Document excerpt
########

One such TikTok star was Ibrahim al-Nabulsi, who was killed by soldiers in Jenin in early August. Nabulsi was identified as being the son of a Palestinian Authority Security Forces (PASF) colonel, and the Lions’ Den terrorist group said he was affiliated with them.

Along with organized groups and individuals such as Nabulsi, the army has also identified attempts by groups farther from Israel as trying to promote terrorist attacks in the West Bank and inside Israel.

There has also been a growing number of Palestinians belonging to the PASF who have taken part in attacks and then been killed by Israeli forces. On Wednesday morning, during the Israeli operation in Jenin, a member of the PASF, Ahmed Alawneh, was killed by an IDF sniper as he fired at the forces.

Two weeks ago, an IDF Maj. Bar Falach was killed in a firefight with two Palestinian gunmen near Jenin. Falach, 30, from Netanya, was the deputy commander of the Nahal Brigade’s elite reconnaissance unit. The two Palestinian gunmen who were killed by the force were identified as Ahmed Abed and Abdul Rahman Abed.

Ahmed Abed was an intelligence officer in the PASF.

The Lion's Den

The Lions’ Den on Wednesday called on PA President Mahmoud Abbas to instruct the PASF to join in the fight against Israel.

“The security forces have lions that roar, and we will be your soldiers,” it said in a statement. “The enemy understands only the language of fire.”

########

Entries shown
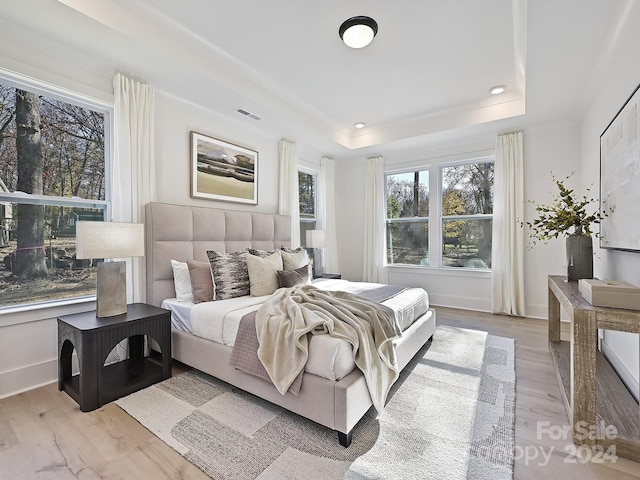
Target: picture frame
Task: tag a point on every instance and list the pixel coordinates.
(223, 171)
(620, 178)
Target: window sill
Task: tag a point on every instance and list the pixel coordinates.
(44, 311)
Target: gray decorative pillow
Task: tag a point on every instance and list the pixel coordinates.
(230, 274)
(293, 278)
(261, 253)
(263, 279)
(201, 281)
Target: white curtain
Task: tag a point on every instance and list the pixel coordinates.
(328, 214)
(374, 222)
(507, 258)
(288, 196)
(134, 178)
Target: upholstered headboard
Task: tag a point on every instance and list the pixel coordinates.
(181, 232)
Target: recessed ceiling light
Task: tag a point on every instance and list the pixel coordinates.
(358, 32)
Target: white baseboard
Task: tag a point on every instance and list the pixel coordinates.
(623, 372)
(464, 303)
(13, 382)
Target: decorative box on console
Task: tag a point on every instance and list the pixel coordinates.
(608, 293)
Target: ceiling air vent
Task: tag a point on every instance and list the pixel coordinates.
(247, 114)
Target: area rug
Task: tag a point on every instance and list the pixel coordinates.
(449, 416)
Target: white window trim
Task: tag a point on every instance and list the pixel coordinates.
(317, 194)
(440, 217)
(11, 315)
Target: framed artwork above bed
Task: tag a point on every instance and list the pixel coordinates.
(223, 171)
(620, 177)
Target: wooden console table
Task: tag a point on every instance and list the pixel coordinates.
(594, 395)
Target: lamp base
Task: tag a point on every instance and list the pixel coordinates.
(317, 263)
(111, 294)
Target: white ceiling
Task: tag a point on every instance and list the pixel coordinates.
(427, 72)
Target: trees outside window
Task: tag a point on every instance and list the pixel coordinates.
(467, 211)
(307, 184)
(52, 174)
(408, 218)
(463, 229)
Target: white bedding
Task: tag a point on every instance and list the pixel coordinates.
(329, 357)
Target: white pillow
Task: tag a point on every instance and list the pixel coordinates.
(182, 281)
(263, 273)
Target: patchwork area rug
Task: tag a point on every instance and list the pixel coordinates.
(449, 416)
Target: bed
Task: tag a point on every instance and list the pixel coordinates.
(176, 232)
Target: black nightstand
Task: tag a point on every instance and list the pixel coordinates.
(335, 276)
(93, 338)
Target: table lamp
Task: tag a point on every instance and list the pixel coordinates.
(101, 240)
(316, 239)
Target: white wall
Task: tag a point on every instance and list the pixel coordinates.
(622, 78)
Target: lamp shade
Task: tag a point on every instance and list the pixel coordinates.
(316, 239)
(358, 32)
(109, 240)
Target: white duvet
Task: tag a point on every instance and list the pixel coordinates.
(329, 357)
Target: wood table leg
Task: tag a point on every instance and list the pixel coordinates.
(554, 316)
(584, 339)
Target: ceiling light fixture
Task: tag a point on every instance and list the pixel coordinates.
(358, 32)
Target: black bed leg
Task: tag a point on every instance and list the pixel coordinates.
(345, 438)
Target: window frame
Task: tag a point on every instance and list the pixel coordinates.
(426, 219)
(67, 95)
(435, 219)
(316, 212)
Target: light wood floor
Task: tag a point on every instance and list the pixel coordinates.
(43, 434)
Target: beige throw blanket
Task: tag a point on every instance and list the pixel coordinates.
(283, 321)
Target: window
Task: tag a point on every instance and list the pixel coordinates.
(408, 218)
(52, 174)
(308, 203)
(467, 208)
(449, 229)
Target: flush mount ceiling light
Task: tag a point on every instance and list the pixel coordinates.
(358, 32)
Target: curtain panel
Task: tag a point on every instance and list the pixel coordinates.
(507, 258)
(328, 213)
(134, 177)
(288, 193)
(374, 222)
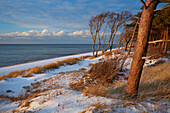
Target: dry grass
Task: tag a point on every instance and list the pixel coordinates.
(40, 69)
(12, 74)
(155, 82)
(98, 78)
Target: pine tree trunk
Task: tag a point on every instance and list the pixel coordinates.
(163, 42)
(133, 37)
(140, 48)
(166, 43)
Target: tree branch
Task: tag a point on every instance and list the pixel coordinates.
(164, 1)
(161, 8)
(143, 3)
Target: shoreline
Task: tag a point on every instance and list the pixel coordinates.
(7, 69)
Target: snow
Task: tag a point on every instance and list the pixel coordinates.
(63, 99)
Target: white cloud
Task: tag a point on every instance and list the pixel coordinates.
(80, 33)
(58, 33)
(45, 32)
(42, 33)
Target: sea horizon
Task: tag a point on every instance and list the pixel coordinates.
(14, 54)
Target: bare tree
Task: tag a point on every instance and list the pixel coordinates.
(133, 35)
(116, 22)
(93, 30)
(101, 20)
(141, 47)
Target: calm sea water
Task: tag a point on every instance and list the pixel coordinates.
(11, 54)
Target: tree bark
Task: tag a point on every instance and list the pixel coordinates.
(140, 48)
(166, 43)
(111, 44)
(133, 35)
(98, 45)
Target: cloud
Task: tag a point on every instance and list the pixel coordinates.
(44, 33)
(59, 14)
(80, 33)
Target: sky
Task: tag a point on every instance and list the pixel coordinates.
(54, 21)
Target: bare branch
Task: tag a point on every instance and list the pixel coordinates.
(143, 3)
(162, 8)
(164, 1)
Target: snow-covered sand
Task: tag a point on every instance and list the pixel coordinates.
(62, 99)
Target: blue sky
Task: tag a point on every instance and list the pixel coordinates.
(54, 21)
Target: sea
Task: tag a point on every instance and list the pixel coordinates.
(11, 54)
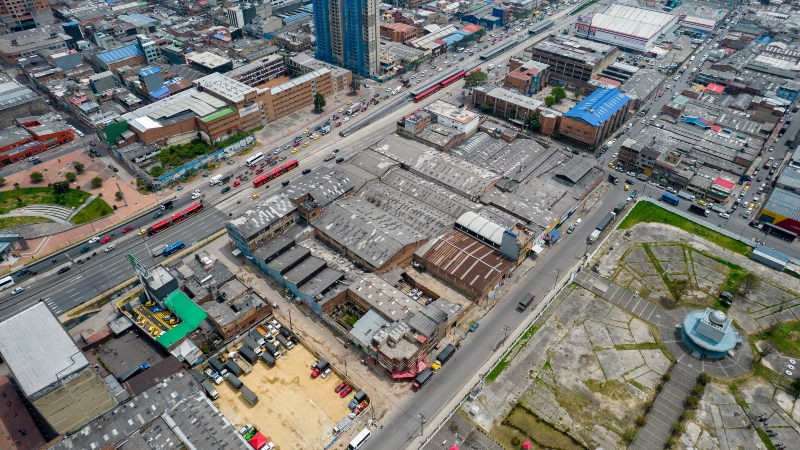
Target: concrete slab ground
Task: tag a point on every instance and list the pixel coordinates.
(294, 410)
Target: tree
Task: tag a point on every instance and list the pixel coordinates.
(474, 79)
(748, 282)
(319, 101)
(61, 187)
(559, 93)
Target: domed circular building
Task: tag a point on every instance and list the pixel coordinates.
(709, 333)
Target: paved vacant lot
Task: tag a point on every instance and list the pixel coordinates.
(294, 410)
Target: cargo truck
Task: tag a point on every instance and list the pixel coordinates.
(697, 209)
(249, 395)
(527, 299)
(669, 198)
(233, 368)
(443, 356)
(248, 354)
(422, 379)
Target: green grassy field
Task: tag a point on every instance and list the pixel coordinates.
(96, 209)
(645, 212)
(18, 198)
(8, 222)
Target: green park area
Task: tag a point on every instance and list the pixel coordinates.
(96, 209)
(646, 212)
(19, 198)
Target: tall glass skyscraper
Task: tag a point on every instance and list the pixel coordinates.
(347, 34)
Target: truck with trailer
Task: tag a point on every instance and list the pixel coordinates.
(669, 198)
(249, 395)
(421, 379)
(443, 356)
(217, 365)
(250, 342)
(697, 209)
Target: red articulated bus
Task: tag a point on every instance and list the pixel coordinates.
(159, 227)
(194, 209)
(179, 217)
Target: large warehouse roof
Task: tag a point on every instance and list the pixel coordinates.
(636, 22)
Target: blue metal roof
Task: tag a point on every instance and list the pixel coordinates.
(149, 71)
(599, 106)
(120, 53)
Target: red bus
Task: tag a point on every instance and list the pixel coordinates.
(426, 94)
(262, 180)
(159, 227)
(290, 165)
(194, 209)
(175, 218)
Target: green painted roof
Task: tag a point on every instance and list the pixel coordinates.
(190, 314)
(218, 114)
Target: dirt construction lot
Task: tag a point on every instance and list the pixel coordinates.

########

Problem to solve
How would this sentence from the West Bank report read in Spanish: "Falach, 30, from Netanya, was the deputy commander of the Nahal Brigade’s elite reconnaissance unit."?

Solution to the problem
Falach, de 30 años y oriundo de Netanya, era el subcomandante de la unidad de reconocimiento de élite de la Brigada Nahal.